Reproduce word for word the lines of the entries below, from the very start through the line holding "585,762,737,815", both ends included.

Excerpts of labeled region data
────────────────

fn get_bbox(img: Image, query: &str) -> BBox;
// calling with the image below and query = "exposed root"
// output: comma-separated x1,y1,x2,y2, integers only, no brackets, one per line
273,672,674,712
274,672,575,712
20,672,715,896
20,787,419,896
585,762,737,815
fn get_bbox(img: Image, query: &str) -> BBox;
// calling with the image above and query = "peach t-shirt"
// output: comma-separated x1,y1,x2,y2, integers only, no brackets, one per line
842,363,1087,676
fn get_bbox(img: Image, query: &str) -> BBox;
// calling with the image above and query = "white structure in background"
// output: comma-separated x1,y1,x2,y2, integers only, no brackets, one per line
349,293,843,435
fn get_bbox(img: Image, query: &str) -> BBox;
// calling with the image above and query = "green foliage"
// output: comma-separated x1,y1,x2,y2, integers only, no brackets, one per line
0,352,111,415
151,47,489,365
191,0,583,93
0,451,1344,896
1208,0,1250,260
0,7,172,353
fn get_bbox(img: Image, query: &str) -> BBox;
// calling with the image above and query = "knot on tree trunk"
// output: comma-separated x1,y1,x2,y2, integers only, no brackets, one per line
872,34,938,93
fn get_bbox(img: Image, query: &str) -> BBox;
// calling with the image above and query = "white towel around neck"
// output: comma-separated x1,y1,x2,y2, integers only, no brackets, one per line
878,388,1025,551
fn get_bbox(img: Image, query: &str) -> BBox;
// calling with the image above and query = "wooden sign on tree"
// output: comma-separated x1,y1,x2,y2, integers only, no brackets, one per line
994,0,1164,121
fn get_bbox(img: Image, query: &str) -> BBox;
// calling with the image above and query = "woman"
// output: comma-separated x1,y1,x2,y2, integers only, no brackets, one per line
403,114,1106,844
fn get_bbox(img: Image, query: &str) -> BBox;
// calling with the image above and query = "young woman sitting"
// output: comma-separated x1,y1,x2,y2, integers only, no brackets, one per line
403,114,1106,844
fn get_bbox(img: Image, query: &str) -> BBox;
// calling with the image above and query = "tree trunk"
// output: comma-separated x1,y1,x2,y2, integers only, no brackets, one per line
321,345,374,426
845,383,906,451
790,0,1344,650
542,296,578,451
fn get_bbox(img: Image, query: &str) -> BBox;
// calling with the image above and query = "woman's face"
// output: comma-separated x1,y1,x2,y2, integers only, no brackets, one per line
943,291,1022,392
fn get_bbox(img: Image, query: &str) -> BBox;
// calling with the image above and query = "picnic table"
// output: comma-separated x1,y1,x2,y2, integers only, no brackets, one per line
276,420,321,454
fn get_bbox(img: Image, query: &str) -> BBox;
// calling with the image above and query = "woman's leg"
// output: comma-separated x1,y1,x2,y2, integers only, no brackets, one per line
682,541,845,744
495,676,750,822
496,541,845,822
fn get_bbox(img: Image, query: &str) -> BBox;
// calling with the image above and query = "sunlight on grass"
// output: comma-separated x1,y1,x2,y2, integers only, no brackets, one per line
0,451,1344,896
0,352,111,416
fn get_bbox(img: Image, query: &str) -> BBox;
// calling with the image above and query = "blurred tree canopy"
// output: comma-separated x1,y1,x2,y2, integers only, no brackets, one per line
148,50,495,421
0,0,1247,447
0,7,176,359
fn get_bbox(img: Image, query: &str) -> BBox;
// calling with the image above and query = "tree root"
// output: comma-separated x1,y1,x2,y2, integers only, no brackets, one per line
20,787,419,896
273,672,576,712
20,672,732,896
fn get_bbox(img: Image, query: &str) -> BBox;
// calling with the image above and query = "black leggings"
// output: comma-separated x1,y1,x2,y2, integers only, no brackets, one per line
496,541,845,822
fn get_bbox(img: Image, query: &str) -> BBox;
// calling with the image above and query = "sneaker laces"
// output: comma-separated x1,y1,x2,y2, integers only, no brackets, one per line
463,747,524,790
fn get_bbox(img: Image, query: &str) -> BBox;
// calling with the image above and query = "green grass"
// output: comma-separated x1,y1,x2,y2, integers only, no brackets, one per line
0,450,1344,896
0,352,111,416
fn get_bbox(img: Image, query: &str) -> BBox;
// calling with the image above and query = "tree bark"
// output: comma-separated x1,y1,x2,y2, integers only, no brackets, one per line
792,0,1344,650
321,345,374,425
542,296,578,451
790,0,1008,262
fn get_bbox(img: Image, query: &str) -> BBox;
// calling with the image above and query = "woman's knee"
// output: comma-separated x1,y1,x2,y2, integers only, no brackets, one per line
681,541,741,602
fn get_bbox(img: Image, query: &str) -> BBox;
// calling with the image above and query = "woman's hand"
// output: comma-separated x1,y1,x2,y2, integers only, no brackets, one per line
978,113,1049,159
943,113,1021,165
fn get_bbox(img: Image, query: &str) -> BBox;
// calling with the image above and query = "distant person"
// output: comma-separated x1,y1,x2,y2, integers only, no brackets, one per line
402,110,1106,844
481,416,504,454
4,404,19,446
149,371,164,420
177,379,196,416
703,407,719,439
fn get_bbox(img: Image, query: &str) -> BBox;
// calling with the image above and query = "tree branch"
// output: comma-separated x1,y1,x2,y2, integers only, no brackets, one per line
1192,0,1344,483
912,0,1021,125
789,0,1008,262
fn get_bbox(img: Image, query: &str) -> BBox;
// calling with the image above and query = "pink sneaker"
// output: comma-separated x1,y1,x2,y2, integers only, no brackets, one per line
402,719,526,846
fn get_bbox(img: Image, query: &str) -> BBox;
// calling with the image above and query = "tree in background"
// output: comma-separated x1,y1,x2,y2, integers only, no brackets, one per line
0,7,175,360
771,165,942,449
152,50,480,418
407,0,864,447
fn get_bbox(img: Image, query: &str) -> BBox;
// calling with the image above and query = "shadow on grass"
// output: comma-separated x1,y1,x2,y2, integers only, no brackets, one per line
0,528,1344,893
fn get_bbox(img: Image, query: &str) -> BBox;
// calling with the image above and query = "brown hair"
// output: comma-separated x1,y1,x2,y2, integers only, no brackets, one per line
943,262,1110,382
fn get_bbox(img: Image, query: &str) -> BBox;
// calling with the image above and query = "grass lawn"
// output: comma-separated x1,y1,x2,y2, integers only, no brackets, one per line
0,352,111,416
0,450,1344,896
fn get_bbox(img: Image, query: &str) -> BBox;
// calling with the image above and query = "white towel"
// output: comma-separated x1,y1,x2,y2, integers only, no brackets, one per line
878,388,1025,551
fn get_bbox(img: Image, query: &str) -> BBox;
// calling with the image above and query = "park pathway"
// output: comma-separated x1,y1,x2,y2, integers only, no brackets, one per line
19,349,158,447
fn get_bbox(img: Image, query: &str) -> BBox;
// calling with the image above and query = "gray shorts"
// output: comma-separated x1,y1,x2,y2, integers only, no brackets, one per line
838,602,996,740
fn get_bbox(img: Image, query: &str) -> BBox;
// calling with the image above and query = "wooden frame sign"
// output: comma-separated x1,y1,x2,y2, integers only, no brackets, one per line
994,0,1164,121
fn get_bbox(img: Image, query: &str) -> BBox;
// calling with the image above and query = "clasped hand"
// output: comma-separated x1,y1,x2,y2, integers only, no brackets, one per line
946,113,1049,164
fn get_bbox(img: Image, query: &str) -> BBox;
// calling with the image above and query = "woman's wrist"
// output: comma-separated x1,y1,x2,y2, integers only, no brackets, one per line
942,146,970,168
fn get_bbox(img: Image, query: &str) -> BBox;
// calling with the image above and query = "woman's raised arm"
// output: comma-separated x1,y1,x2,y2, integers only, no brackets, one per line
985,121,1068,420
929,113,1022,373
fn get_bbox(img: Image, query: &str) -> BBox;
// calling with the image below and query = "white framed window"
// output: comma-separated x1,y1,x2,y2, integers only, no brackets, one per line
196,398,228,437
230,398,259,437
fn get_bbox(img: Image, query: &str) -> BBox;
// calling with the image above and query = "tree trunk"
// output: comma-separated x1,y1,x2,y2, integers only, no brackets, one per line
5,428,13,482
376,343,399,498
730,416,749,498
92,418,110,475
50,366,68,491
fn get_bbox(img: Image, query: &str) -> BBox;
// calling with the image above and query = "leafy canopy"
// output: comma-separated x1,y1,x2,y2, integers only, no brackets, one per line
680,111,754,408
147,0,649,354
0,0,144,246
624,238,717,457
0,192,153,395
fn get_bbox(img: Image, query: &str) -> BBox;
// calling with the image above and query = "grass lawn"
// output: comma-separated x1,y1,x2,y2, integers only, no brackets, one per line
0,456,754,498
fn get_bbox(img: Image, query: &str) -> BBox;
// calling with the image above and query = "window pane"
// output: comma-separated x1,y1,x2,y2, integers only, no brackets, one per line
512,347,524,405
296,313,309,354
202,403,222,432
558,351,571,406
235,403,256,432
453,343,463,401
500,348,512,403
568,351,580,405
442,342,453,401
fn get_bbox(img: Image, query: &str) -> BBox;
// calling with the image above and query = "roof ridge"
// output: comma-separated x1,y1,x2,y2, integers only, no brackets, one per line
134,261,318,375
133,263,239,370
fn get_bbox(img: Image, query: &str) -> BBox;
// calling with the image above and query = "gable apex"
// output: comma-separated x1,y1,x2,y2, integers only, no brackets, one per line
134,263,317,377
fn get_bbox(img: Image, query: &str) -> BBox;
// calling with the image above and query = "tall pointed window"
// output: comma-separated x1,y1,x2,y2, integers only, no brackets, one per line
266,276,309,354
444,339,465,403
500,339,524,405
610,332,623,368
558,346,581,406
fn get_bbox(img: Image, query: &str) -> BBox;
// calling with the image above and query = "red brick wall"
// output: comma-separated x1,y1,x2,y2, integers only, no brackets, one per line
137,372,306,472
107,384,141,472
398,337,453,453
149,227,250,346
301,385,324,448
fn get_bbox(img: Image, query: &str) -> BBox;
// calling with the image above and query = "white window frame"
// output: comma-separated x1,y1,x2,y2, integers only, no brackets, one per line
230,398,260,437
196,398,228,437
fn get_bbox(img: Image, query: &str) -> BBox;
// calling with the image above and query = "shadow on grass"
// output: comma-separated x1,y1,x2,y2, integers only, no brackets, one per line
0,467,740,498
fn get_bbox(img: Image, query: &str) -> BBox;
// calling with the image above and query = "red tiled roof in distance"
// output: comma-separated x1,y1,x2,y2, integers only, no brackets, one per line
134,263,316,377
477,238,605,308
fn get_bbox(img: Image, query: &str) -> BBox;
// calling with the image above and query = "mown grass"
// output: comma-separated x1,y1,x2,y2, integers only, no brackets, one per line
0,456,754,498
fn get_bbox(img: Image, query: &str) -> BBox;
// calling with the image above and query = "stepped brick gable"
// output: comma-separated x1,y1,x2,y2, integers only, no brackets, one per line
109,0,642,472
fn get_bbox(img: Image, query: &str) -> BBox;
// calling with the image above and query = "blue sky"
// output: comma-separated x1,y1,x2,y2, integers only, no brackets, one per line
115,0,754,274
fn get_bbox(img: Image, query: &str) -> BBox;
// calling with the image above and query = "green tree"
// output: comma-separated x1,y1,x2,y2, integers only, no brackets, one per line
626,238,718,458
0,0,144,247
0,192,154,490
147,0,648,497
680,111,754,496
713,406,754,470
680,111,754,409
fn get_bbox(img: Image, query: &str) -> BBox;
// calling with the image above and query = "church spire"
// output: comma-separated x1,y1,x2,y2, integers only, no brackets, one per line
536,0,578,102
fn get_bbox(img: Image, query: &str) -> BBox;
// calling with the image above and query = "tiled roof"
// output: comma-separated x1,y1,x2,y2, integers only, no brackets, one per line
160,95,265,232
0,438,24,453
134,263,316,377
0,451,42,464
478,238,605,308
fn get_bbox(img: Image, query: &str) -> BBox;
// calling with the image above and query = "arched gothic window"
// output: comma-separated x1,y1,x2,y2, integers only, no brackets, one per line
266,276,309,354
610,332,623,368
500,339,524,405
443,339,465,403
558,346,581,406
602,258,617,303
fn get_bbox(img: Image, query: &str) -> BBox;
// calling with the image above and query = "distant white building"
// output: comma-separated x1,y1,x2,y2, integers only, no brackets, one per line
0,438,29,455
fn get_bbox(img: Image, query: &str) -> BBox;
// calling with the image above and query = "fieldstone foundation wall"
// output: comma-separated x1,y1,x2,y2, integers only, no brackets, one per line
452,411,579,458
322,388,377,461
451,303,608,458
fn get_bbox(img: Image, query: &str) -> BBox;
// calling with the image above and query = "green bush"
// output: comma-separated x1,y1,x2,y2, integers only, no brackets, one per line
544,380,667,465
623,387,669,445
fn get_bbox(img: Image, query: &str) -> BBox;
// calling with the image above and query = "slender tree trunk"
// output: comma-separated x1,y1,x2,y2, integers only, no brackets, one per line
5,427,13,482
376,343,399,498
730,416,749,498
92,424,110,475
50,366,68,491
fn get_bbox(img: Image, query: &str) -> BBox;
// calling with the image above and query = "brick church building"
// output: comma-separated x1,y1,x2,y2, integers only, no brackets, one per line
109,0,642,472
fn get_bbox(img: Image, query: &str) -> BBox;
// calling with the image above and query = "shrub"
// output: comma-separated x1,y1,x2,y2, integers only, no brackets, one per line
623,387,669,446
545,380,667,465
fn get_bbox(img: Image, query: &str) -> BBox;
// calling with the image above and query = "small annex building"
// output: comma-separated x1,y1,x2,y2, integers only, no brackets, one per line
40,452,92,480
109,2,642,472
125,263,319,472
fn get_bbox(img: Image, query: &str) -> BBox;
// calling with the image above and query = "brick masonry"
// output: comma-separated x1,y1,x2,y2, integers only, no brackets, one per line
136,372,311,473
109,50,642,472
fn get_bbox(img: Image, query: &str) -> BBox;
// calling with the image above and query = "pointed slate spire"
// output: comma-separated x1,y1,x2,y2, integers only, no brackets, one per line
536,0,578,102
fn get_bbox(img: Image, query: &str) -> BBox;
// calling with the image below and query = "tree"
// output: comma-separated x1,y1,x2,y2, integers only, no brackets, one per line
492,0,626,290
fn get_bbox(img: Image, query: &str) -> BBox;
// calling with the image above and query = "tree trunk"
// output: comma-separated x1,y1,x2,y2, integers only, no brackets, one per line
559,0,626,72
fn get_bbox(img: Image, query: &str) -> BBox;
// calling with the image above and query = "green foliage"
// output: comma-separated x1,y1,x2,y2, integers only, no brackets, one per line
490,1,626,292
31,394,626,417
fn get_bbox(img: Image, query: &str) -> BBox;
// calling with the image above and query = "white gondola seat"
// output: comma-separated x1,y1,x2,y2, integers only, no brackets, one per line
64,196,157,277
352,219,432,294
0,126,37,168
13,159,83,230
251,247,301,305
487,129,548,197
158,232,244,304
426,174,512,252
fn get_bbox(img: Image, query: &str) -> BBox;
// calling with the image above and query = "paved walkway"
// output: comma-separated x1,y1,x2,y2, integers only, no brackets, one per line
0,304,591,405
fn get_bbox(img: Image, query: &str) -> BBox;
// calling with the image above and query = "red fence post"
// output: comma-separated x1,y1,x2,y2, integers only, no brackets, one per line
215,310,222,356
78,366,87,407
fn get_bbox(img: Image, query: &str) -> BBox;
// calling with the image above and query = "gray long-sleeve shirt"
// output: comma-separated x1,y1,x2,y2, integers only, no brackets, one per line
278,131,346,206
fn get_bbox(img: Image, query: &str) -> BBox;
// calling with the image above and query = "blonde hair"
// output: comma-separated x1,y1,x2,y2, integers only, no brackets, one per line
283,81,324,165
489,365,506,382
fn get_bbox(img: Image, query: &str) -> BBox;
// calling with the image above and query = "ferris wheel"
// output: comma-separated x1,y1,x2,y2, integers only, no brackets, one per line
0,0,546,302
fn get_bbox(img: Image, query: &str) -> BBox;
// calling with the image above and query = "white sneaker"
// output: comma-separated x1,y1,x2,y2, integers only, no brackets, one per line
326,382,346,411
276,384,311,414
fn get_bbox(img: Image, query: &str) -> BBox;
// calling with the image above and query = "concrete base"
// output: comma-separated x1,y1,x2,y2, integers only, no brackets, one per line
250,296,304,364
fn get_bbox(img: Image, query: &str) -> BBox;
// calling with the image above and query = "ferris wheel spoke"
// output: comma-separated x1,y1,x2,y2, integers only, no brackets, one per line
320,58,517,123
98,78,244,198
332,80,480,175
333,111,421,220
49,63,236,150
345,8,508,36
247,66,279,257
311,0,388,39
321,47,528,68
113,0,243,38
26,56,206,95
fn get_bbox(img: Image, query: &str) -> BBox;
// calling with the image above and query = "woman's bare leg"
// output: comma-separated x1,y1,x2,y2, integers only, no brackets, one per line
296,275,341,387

────────────────

● Correct response:
fn get_bbox(img: Image, query: &str) -> BBox;
// calling with the image below and query = "exposed root"
// output: comma-separated x1,y1,x2,y2, integers only, no brackets, one per line
273,672,674,712
274,672,575,712
20,672,715,896
20,787,419,896
585,762,737,815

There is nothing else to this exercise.